▶ Alıştırmanın amacı: Belge alıntısında Google'dan gelen aramalar olarak tırnak içinde verilen ifadelerin tamamını sıralayın.

İşte elime yapışan yazılardan biri daha. Bir taraftan sizin (ve benim) şimdi Cuma günü ofisinizde brunch porn‘a ihtiyacınız var (bkz. google’dan gelen “kahvaltı mekanları,” “pazar brunch”, “kahvaltı boğaz” aramaları), bir taraftan Pazar’ın güneşli olup olmayacağı belirsizliğini koruyor, diğer bir taraftan da korkarım film o kadar iyi çıkmayacak. Kararsızlıktan ortada kaldı işte.
Hani üç hafta önce haftalarca bulutlu yağışlı havadan sonra Pazar günü güneş açmıştı, hatta sıcaktı. Herkes Boğaz’a fışkırmıştı. Biz de fışkırdık, Lacivert’e gittik. Rumelihisarı kalabalığından Lacivert’in teknesiyle taka taka taka uzaklaştık. Karşıya varınca siyah gözlüklerinin arkasına saklanan beyaz Türklerin ve kirli beyaz Türklerin arasına hemen kaynaştık. Güneşte otura otura kızardık. O gün aldığım D vitamini ile yaşıyorum hala. Hayallerinizi yıkmak istemem ama Pazar günü Boğaz’a nazır, yayıla yayıla, öğleden sonralara kadar güzel kahvaltı olmadı tabii. Boğaz gürültüydü, müzik biraz fazla, biraz da fazla muzak‘ti, ahali zevzekti. İlla Pazar olacaksa, illa Boğaz olacaksa, olsa olsa illa sabah kargalarla birlikte olabilir.

▶ Nokta yerleştirme kayıtları:
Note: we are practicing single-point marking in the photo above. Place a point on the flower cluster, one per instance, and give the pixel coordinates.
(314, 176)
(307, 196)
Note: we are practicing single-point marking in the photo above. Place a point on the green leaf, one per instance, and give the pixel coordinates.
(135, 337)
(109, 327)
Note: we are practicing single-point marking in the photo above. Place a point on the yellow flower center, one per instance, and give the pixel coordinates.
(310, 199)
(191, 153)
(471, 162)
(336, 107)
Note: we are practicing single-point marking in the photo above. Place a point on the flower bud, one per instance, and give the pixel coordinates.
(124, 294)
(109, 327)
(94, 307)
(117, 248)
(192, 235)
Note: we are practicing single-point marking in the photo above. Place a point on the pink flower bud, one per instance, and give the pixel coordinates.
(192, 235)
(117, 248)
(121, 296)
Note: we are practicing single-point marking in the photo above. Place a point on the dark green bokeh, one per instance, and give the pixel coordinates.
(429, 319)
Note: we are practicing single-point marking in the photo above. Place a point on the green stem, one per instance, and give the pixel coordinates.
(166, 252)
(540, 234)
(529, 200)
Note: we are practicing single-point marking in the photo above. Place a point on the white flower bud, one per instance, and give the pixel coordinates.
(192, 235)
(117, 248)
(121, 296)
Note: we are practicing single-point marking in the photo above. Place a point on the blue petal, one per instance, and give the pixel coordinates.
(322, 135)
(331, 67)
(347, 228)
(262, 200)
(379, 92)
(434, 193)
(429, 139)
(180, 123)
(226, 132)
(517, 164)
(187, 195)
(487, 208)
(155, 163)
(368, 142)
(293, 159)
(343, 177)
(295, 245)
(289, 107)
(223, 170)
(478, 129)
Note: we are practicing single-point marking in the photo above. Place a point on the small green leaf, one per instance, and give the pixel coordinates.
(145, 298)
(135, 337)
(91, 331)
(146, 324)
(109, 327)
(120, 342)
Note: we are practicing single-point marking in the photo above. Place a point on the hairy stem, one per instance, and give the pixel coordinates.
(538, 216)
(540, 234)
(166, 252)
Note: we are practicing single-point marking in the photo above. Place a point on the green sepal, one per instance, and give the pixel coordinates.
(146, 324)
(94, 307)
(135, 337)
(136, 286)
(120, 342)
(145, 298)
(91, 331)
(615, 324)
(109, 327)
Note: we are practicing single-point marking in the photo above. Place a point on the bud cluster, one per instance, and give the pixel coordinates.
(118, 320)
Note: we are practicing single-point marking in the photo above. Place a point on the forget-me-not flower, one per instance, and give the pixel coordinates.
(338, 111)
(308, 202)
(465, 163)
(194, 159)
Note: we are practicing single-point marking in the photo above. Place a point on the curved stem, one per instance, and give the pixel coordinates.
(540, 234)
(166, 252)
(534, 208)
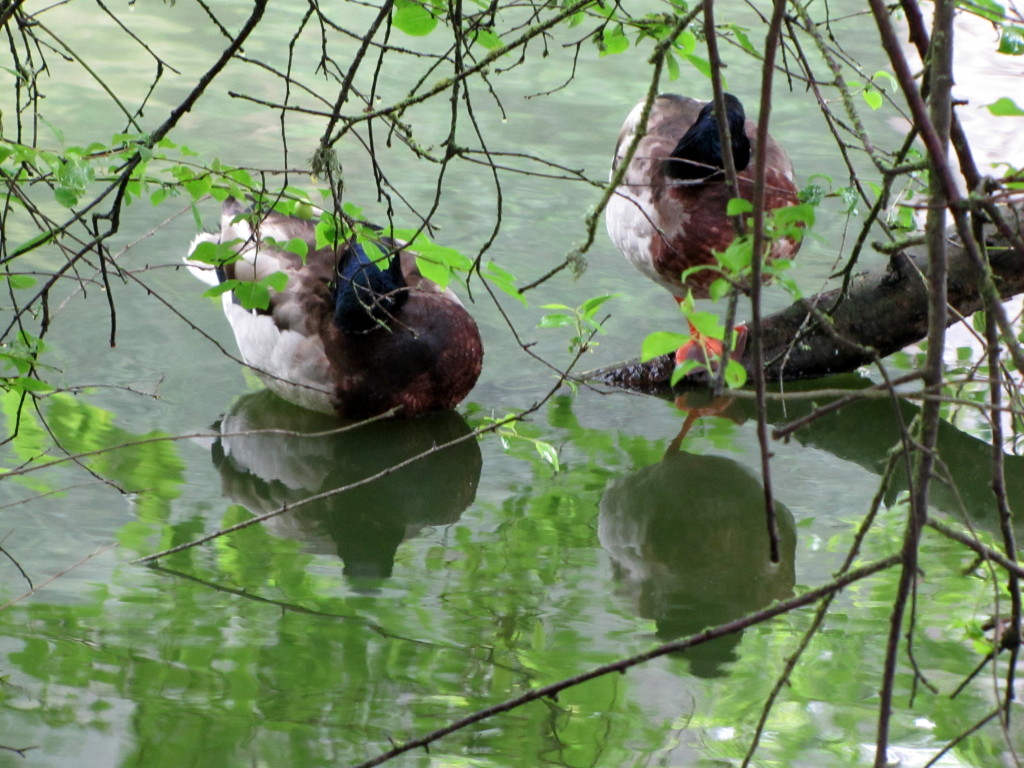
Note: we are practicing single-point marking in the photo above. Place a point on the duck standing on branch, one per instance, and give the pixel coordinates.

--

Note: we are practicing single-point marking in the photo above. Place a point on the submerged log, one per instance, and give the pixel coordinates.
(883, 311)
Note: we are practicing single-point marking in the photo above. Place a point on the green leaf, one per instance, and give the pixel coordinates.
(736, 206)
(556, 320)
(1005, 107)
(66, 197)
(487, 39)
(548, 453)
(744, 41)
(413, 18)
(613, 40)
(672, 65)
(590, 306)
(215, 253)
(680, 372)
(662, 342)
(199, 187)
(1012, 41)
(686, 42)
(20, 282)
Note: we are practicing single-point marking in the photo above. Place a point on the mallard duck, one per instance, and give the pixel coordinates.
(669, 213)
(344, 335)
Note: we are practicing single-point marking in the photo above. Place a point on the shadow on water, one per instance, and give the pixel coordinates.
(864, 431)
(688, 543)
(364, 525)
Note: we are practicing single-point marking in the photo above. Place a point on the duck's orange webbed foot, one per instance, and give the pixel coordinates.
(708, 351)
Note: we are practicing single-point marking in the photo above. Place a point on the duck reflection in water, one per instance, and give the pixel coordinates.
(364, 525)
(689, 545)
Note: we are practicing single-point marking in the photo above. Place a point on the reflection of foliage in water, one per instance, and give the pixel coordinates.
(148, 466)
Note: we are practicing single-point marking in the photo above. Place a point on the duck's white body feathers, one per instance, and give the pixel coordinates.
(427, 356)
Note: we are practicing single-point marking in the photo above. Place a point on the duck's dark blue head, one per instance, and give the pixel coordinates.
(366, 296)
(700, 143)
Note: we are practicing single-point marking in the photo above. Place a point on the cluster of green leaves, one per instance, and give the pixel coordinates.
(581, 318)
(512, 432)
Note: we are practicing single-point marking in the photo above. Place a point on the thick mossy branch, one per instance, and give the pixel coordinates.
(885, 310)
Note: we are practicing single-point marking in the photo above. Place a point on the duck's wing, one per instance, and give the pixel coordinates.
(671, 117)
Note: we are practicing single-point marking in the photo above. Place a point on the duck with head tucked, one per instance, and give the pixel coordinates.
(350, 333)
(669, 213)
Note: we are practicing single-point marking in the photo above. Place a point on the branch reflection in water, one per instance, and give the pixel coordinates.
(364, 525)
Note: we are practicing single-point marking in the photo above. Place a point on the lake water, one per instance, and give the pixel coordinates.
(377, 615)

▶ Sonuç:
- kahvaltı mekanları
- pazar brunch
- kahvaltı boğaz